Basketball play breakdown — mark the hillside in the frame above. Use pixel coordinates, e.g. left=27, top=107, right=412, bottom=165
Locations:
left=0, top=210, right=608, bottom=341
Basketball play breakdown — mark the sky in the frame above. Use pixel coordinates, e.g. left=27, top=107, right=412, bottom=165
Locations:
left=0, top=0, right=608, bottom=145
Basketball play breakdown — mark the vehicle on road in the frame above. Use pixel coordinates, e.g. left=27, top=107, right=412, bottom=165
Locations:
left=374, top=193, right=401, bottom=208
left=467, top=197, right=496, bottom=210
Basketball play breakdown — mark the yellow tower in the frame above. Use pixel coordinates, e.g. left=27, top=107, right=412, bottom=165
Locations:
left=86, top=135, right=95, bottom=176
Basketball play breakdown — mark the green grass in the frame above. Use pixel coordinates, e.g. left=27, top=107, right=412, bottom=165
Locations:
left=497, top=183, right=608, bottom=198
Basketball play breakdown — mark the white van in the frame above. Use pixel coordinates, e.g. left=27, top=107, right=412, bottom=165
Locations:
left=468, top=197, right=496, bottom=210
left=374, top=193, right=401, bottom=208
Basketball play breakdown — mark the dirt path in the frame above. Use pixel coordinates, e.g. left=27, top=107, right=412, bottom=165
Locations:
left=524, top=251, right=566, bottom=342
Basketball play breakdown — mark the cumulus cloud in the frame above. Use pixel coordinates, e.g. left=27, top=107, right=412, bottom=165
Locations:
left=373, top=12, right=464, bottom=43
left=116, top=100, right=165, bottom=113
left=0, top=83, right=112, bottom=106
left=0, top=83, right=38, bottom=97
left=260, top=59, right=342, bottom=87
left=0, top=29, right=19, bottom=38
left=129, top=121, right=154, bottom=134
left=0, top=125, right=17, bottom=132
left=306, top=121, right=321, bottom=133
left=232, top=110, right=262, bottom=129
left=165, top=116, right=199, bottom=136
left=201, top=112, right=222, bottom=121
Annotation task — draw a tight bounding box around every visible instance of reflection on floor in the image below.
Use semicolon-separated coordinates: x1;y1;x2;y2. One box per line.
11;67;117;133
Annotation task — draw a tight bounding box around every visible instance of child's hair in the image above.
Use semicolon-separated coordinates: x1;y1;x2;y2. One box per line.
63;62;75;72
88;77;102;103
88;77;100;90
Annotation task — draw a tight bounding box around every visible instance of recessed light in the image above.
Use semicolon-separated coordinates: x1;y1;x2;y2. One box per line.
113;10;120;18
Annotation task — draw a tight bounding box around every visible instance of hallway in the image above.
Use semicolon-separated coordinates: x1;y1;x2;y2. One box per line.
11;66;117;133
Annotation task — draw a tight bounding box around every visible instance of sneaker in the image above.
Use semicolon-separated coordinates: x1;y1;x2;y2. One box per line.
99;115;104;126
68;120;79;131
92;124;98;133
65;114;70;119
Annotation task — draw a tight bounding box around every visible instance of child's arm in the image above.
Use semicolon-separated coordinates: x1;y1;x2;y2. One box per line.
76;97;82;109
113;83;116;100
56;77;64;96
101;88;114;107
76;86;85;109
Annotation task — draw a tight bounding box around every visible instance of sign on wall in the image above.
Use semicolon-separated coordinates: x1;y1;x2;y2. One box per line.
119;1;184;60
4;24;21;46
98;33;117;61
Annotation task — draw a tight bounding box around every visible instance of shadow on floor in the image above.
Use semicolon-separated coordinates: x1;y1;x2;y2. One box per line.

◆ Written instruction ◆
Copy the listing above line for line, keeping every character as it appears.

◆ Full output ◆
Basketball play breakdown — mark the hillside in the frame above. Use pixel coordinates, e.g. left=27, top=107, right=412, bottom=165
Locations:
left=0, top=210, right=608, bottom=341
Basketball play breakdown — mark the sky in the frame above. Use pixel coordinates, e.g. left=27, top=107, right=412, bottom=165
Locations:
left=0, top=0, right=608, bottom=145
Basketball play breakdown — mark the vehicle on road in the frame above. Use pixel coordinates, e.g. left=27, top=107, right=412, bottom=165
Locations:
left=374, top=193, right=401, bottom=208
left=467, top=197, right=496, bottom=210
Basketball play breakdown — mark the yellow tower in the frame above. Use pixel coordinates, e.g. left=27, top=107, right=412, bottom=165
Locations:
left=86, top=135, right=95, bottom=176
Basketball play breakdown — mark the green grass in the frame above. Use pixel coordinates, e.g. left=27, top=107, right=412, bottom=165
Locations:
left=497, top=183, right=608, bottom=198
Basketball play breakdown — mark the white van in the frame above. Use pixel coordinates, e.g. left=27, top=107, right=412, bottom=165
Locations:
left=468, top=197, right=496, bottom=210
left=374, top=193, right=401, bottom=208
Basketball play breakdown — mark the dirt path in the frame above. Use pixel coordinates, e.g. left=27, top=107, right=412, bottom=165
Locations:
left=524, top=251, right=566, bottom=342
Basketball play breakdown — mark the cumulus cloud in the frame above. Use pixel coordinates, e.g. left=27, top=107, right=412, bottom=165
Locations:
left=373, top=12, right=464, bottom=43
left=116, top=100, right=165, bottom=113
left=0, top=83, right=112, bottom=106
left=0, top=83, right=38, bottom=97
left=260, top=59, right=342, bottom=87
left=0, top=29, right=19, bottom=38
left=129, top=121, right=154, bottom=134
left=0, top=125, right=17, bottom=132
left=306, top=121, right=321, bottom=133
left=232, top=110, right=262, bottom=129
left=165, top=116, right=199, bottom=136
left=201, top=112, right=222, bottom=121
Annotation task — draw a tight bounding box around every visible instance of reflection on floor in the image below.
Use semicolon-separated coordinates: x1;y1;x2;y2. One box per line.
11;67;117;133
Annotation task — draw a tight bounding box around every visible instance of child's hair in the image above.
Use semicolon-separated coordinates: x1;y1;x2;y2. One box per line.
63;62;75;72
88;77;102;103
88;77;100;90
Annotation task — draw a tight bounding box around every visible instance of recessed light in the image above.
Use semicolon-separated coordinates: x1;y1;x2;y2. One box per line.
113;10;120;18
Annotation task — draw a tight bounding box around every visible instance of hallway in the image above.
Use semicolon-separated coordinates: x1;y1;x2;y2. One box per line.
11;66;117;133
Annotation task — draw a tight bounding box around every visible instance of sneaker in the image above.
Use semicolon-separated coordinates: x1;y1;x2;y2. One box per line.
99;115;104;126
68;120;79;131
92;124;98;133
65;114;70;119
Annotation task — draw a tight bounding box around every visible instance of child's arm in the image above.
Use semicolon-separated coordinates: x1;y1;x2;y2. One box per line.
76;97;82;109
113;83;116;100
56;77;64;96
101;88;114;107
76;86;85;109
Annotation task — draw a tight bounding box around every visible instance of sign on wall in the image above.
Use semicolon-separated coordinates: x1;y1;x2;y2. One box per line.
119;1;184;60
4;24;21;46
98;33;117;61
Annotation task — draw a tight bounding box around every visible instance of shadow on floor in the image above.
Use semicolon-separated coordinates: x1;y1;x2;y2. One box per line.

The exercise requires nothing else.